Data entries:

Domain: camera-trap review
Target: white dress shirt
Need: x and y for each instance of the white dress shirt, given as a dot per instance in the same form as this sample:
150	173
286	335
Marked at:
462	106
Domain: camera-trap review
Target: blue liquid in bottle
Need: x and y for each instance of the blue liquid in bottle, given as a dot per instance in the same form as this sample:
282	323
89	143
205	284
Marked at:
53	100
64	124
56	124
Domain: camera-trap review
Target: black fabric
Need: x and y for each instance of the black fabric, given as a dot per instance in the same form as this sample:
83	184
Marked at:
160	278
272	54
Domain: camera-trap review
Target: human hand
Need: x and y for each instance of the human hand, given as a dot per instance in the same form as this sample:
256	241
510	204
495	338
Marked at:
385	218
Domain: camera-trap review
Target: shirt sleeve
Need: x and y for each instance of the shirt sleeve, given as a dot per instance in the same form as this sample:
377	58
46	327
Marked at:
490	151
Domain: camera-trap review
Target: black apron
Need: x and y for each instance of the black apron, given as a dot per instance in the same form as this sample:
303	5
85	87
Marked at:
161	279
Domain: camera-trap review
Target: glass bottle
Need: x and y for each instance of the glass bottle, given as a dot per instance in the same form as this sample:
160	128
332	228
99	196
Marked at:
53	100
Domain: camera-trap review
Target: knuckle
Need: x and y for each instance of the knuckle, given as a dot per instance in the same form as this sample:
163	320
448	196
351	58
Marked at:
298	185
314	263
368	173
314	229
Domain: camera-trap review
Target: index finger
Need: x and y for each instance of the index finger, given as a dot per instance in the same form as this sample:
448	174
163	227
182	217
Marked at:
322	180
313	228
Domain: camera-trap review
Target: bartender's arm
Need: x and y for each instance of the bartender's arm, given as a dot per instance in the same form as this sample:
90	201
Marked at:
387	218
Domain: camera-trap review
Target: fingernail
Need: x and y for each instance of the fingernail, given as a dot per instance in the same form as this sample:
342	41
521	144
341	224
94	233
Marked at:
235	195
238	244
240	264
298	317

Task to complete:
Which lines in the items above contain the word "index"? Gather each of them and copy it out in full.

Exercise solution:
Target: index finger
Need: x and y for each instance of the index finger, given as a dot per instance in the same form as this sample:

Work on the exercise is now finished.